### [PASSAGE SHOWN]
16th British Ambassador to Kuwait
- In office 2005–2008
- Monarch: Elizabeth II
- Prime Minister: Tony Blair Gordon Brown
- Preceded by: Chris Wilton
- Succeeded by: Michael Aron

9th British Ambassador to Oman
- In office 2002–2005
- Preceded by: Ivan Callan
- Succeeded by: Noel Guckian

13th British High Commissioner to Brunei
- In office 1998–2002
- Preceded by: Ivan Callan
- Succeeded by: Andrew Caie

Personal details
- Born: 22 July 1948 (age 77)
- Occupation: Diplomat

= Stuart Laing (diplomat) =

British diplomat

Stuart Laing (born 22 July 1948) is a British former diplomat and was Master of Corpus Christi College, Cambridge from 2008 to 2018.

### [RECORDED INFORMATION]
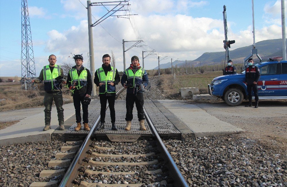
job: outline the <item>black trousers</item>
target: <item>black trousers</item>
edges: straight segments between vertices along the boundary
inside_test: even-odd
[[[139,118],[139,121],[145,119],[144,112],[144,94],[142,93],[139,93],[135,95],[127,93],[126,97],[126,107],[127,108],[126,121],[131,121],[133,119],[133,104],[135,102],[135,107],[137,110],[137,117]]]
[[[110,113],[110,114],[111,122],[116,122],[116,111],[115,110],[115,100],[116,96],[107,96],[100,95],[100,102],[101,103],[101,122],[105,122],[106,117],[106,107],[107,101],[108,102]]]
[[[247,92],[248,93],[248,100],[249,102],[252,101],[252,95],[251,94],[251,90],[253,90],[254,96],[255,97],[255,101],[258,101],[259,99],[258,98],[258,88],[257,88],[257,84],[254,84],[253,82],[247,82]]]
[[[84,123],[89,123],[88,116],[89,112],[88,111],[88,105],[83,104],[83,102],[86,96],[86,94],[79,94],[74,93],[73,95],[73,99],[74,100],[74,106],[76,111],[76,122],[80,123],[82,120],[81,117],[81,103],[82,103],[83,109],[83,121]]]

### [WORK TO DO]
1. From the Stuart Laing profile, extract everything from "- Occupation: Diplomat" down to "2008 to 2018.".
2. According to the Stuart Laing profile, who succeeded him as British Ambassador to Oman?
3. Rewrite the paragraph of the Stuart Laing profile that begins "Stuart Laing (born 22 July 1948)" as a short list, keeping its main facts.

### [ANSWERS FOR THE TASKS]
1.
- Occupation: Diplomat

= Stuart Laing (diplomat) =

British diplomat

Stuart Laing (born 22 July 1948) is a British former diplomat and was Master of Corpus Christi College, Cambridge from 2008 to 2018.

2. Noel Guckian

3.
- Born 22 July 1948
- British former diplomat
- Master of Corpus Christi College, Cambridge, from 2008 to 2018